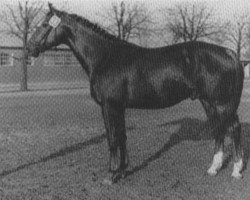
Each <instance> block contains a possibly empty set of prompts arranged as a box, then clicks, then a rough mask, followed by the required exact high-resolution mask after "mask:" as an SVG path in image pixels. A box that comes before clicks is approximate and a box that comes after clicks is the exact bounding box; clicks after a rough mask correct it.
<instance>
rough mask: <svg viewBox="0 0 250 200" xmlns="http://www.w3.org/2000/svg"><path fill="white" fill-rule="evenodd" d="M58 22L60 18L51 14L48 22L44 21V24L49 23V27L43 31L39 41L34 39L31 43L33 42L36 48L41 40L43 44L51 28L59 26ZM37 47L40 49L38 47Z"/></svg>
mask: <svg viewBox="0 0 250 200" xmlns="http://www.w3.org/2000/svg"><path fill="white" fill-rule="evenodd" d="M60 23H61V19H60V18H59V17H57V16H56V15H53V16H52V17H51V18H50V20H49V22H46V24H47V25H49V28H47V30H46V31H44V33H43V34H42V36H41V39H40V41H39V42H36V41H34V42H33V44H34V45H35V46H36V47H38V48H39V46H40V45H41V41H43V40H44V42H43V44H45V42H46V41H47V38H48V36H49V34H50V32H51V30H52V29H53V28H54V29H56V28H57V27H58V26H59V24H60ZM39 49H40V48H39Z"/></svg>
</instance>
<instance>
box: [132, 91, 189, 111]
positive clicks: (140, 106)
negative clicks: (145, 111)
mask: <svg viewBox="0 0 250 200" xmlns="http://www.w3.org/2000/svg"><path fill="white" fill-rule="evenodd" d="M188 97H189V92H188V91H187V90H183V88H175V89H172V88H164V89H163V90H160V91H157V90H152V91H150V92H149V91H147V92H143V91H137V92H136V93H135V94H134V95H133V96H132V97H130V98H129V100H128V104H127V106H128V107H130V108H139V109H160V108H166V107H170V106H173V105H175V104H177V103H180V102H181V101H183V100H184V99H187V98H188Z"/></svg>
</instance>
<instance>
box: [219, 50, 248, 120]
mask: <svg viewBox="0 0 250 200" xmlns="http://www.w3.org/2000/svg"><path fill="white" fill-rule="evenodd" d="M226 51H227V53H228V54H229V56H230V57H231V58H232V67H231V76H230V78H232V80H231V81H232V88H231V92H230V91H229V92H230V93H231V95H230V97H229V100H228V102H227V103H226V105H224V108H223V109H222V110H221V112H223V113H221V121H222V122H225V121H227V120H230V118H231V117H233V118H234V117H235V116H236V115H237V110H238V107H239V104H240V100H241V95H242V90H243V83H244V69H243V66H242V64H241V62H240V60H239V57H238V56H237V55H236V53H234V52H233V51H231V50H228V49H227V50H226ZM218 112H219V114H220V109H219V110H218Z"/></svg>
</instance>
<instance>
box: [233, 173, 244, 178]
mask: <svg viewBox="0 0 250 200" xmlns="http://www.w3.org/2000/svg"><path fill="white" fill-rule="evenodd" d="M232 177H234V178H236V179H238V180H240V179H242V178H243V176H242V174H241V173H239V172H233V173H232Z"/></svg>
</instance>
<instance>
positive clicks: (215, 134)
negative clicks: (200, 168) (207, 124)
mask: <svg viewBox="0 0 250 200" xmlns="http://www.w3.org/2000/svg"><path fill="white" fill-rule="evenodd" d="M201 103H202V105H203V107H204V109H205V111H206V114H207V117H208V120H209V123H210V126H211V127H212V128H213V131H214V139H215V147H214V157H213V162H212V164H211V166H210V168H209V169H208V170H207V173H208V174H209V175H211V176H214V175H216V174H217V172H218V170H220V168H221V167H222V164H223V154H224V152H223V151H224V138H225V134H226V128H225V126H224V125H223V124H221V123H220V122H219V120H220V119H219V115H218V113H217V110H216V107H214V106H213V105H212V104H210V103H209V102H208V101H205V100H201Z"/></svg>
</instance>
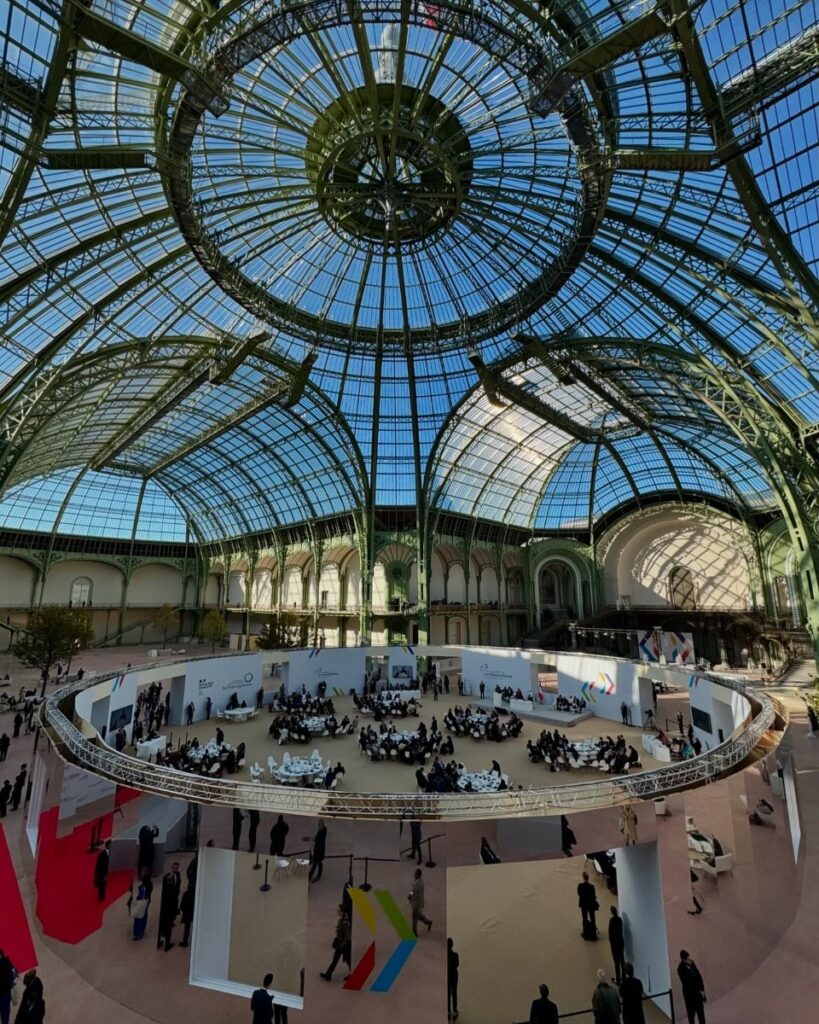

- What is needed -
In the entries above, how many lines hold "positive"? Answer with the number alone.

- Task response -
2